Leave out the images; return the rest of the data exactly.
--- MATERIAL FOR THE TASK ---
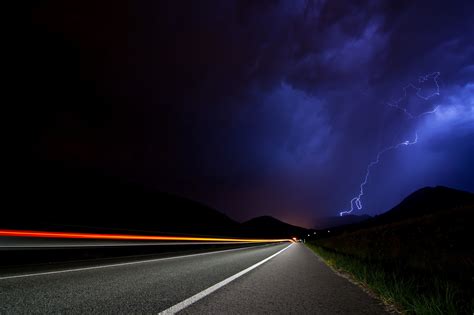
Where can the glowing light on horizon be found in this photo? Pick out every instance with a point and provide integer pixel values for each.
(356, 201)
(77, 235)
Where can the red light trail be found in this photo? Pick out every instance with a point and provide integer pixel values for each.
(77, 235)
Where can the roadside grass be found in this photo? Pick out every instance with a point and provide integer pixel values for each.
(410, 292)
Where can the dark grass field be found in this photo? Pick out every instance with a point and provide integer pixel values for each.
(423, 265)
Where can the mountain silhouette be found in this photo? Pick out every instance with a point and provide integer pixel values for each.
(61, 198)
(267, 226)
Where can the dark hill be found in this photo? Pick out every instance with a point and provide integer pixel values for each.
(331, 222)
(62, 198)
(427, 200)
(75, 199)
(267, 226)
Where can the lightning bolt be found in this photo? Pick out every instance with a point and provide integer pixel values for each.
(356, 201)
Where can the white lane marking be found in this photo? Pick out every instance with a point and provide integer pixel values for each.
---
→ **SOLUTION FOR THIS TASK**:
Where can the glowing light on horizon be found in this photo? Pick out every instance with a point and provide integer pixel values for each.
(356, 201)
(77, 235)
Where can the red light trail be found in this photo? Pick out every instance with a point and provide integer pixel values for each.
(77, 235)
Where can the roadside grass be found in this photo? Pick out every instance with a point and provide integer pixel values for each.
(410, 292)
Where can the dark grass field be found in this photo? Pick out every instance with a point and provide integer pixel values for each.
(423, 265)
Where can the mountain silhouette be found in this photo? Pick out every instance with a point and provide integer pixel values for each.
(61, 198)
(267, 226)
Where can the dark hill be found in this photo? Pick out every instance with a point and provide integer pixel values for each.
(331, 222)
(62, 198)
(427, 200)
(75, 199)
(267, 226)
Where can the lightning bolt be found in this photo? Pick out every instance with a point and provide integer pixel values for each.
(356, 201)
Where can the white lane marking be found in this photo? Pick out every instance with a point and provide integer pixel values for each.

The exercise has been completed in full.